Required tasks:
(a) According to the forum thread on PTFE sealants, what does RGIvy mostly use liquid PTFE for?
(b) Continue the forum thread on PTFE sealants from its last post.

### Reading text ###

# Liquid PTFE any good? ... better than tape?



## RGIvy (6 Oct 2020)

Any comments on the best PTFE - is it tape or liquid?
I've run out of liquid and wondering if I should use tape (I have plenty) or buy more liquid. Having asked the question, I've never had a leak from using liquid PTFE - but same for tape (if done properly). I just wonder if liquid is more forgiving as if there is a "leak" the liquid is pushed into a better seal.

Rog


----------



## Phil Pascoe (6 Oct 2020)

I've not noticed a difference, but I use the liquid in places it's near impossible to get tape - it's very good for that.


----------



## RGIvy (6 Oct 2020)

Phil Pascoe said:


> I've not noticed a difference, but I use the liquid in places it's near impossible to get tape - it's very good for that.


Which one is your go-to?


----------



## Robin Whitfield (6 Oct 2020)

I use Jetlube sealant as well as tape but have never used the liquid PTFE adhesive. Tape is significantly better for things like outside taps on a pre-fitted backplate where you want that interference fit to enable the tap to not be upside down.
I use Jetlube when using plastic fittings (water filters etc) where the PTFE tape rarely likes to seal and if you stick too much on you end up cracking the fitting/stripping the threads. It's also very useful if you're doing something like re-using an olive when replacing a stop-tap or similar. Clean up the pipe and olive with some scotch brite and then a bit of jetlube helps to ensure no leaks when you're putting it back together onto the new mating surface.

What do you use the liquid PTFE for?


----------



## Robin Whitfield (6 Oct 2020)

It's worth also noting that you can get tape in a range of different thicknesses, with the thicker stuff generally being preferable to many many wraps of the thin stuff as it's easier to apply consistently.

Then there's stuff like the Loctite 55 sealing cord which some people swear by, but I've never found a need.


----------



## RGIvy (6 Oct 2020)

Robin Whitfield said:


> What do you use the liquid PTFE for?


Mostly for the LPG pipes in my motorhome, but also for my compressor fittings. Not done water plumbing for ages.


----------



## Eric The Viking (6 Oct 2020)

On correctly made plumbing fittings, some threads are straight but some taper. I find the PTFE tape is very good for tapering threads (such as outside taps as above and radiator bungs/valves, etc.), but not so wonderful for parallel threads. Thicker PTFE tape is supposedly for gas fittings, but both seem to be good as long as you get the right amount on the thread. I never have success using it with straight threads though.

For olives I'm old fashioned and use BossWhite (on the inside pipe surface and the base of the olive only, not the actual thread as that isn't the seal). It has the big advantage that it cleans off completely if that is needed, and it does make a good seal. I also use it on the copper-piped solar system we have, where it seems to work well with flat mating surfaces as an adjunct to a fibre washer (on the flow meters). There the temperature cycling is pretty extreme - can be more than inside the boiler.

I've recently gone over to Fernox's LS-X instead of the other PTFE goos that I've tried. It works well and doesn't seem to gum up in the tube like others do - but it's not cheap.

Horses for courses?


----------



## Robin Whitfield (6 Oct 2020)

I get the impression that parts for LPG tend to be somewhat less leaky by default than some of the rubbish plumbing parts out there these days, although the rating of up to 0.3mm on some I just looked up does seem like it'd be plenty for water fittings too.

### Supplied information ###

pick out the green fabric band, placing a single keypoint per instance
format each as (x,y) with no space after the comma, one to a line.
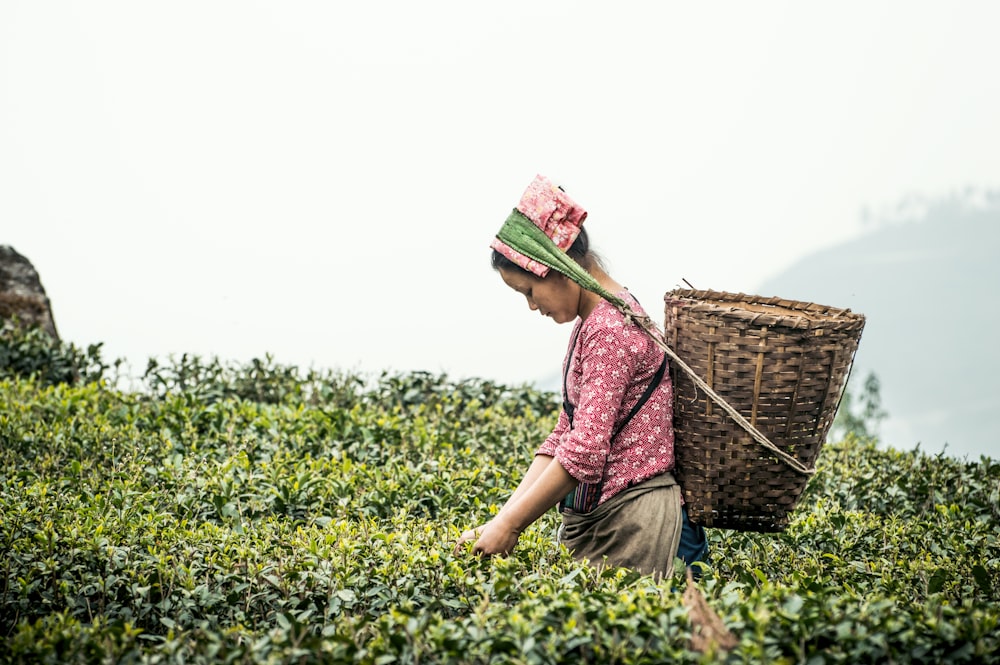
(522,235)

###
### Supplied information ###

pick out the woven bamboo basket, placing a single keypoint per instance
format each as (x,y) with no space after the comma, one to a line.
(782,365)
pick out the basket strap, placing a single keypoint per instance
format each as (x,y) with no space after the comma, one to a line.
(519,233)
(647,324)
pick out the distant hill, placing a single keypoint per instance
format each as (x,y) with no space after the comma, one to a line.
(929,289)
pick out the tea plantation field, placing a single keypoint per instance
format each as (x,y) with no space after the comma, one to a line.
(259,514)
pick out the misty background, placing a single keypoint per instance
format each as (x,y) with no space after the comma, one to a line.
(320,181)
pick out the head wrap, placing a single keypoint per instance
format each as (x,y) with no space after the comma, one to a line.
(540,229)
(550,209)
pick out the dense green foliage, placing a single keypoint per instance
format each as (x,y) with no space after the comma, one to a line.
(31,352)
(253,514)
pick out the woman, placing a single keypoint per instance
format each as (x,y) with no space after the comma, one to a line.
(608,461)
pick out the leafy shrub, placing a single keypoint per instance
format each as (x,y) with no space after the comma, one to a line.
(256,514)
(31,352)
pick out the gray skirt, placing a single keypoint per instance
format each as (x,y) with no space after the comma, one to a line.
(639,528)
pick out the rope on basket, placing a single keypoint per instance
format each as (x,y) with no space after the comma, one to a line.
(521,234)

###
### Supplied information ###

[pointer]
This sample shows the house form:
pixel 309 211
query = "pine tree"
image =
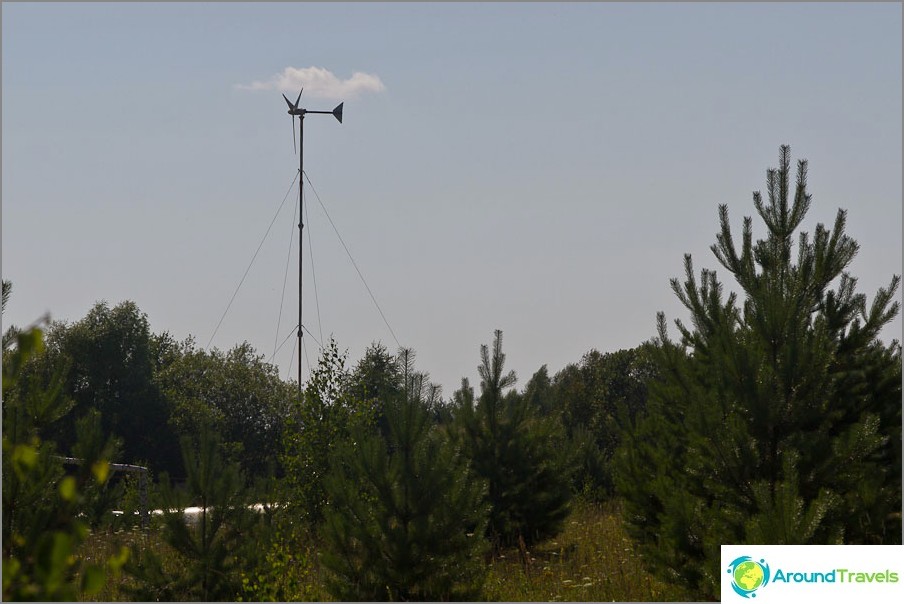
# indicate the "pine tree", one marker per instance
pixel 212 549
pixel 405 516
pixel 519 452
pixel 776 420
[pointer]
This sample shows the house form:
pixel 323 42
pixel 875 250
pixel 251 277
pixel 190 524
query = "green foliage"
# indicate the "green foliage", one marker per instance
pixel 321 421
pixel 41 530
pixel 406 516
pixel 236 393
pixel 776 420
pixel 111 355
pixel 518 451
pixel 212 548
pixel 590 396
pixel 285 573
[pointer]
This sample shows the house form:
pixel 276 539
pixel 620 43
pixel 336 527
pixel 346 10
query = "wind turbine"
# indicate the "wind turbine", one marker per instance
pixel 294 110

###

Answer set:
(a) Mostly the LPG pipes in a motorhome, and also compressor fittings.

(b)
I actually started using Jetlube after a gas installer was using it on a friend's boat. BossWhite sounds like something pretty similar?



> on the inside pipe surface and the base of the olive only, not the actual thread as that isn't the seal


Oh absolutely. I've on occasion used a light oil on old threads (such as when replacing a pump but not the isolators) but just as a lubricant to help get it all tight though.
The number of flexible tap couplers that you find with fibre/rubber washers that have been tightened up onto quarter turn compression isolators with mountains of PTFE tape around the threads is unreal though.
I *have* connected a coupler to an isolator in this manner before but I flattened the end of the isolator with a file/diamond stone first (so that it mated with the washer rather than cutting through it) and didn't use any PTFE.


----------



## Phil Pascoe (6 Oct 2020)

I tend only to use the liquid when the joint is a little inaccessible. For bibcocks (of my own) I take the innards out of the tap, put the tap in the correct position on the back plate and solder it, fixing it to the wall in one piece. No movement, no leaks.


----------



## Robin Whitfield (6 Oct 2020)

Phil Pascoe said:


> I tend only to use the liquid when the joint is a little inaccessible. For bibcocks (of my own) I take the innards out of the tap, put the tap in the correct position on the back plate and solder it, fixing it to the wall in one piece. No movement, no leaks.


I suppose if the tap innards fail you can take the tap apart on the wall and replace?


----------



## Phil Pascoe (6 Oct 2020)

There's nothing much to fail other than washers (which of course are destroyed if you leave then in situ while soldering) and the fixing solid of the tap doesn't affect that.


----------



## Robin Whitfield (6 Oct 2020)

Phil Pascoe said:


> There's nothing much to fail other than washers (which of course are destroyed if you leave then in situ while soldering) and the fixing solid of the tap doesn't affect that.


A bit more to go wrong with ones with check valves in them I presume? I think the ones I tend to install have plastic parts that have to be removed from the threaded back thinking about it.


----------



## HappyHacker (6 Oct 2020)

I used liquid PTFE once, came to change the fitting a few months later the PTFE had set rock hard and was better than epoxy at fixing the parts together. Never been near it since. Bosswhite or PTFE tape for me. I have some drinking water safe stuff I thought was similar to Bosswhite but it does not stick and is a pain to use so I don't.


----------



## Doug B (6 Oct 2020)

I tend to use Boss universal jointing compound for most things as it’s suitable for potable water & gas, I was taught ptfe was only for taper threads so only really use it for radiator fittings.
I guess I’m old fashioned but for straight threads I still use hemp & jointing compound.


----------



## Rorschach (6 Oct 2020)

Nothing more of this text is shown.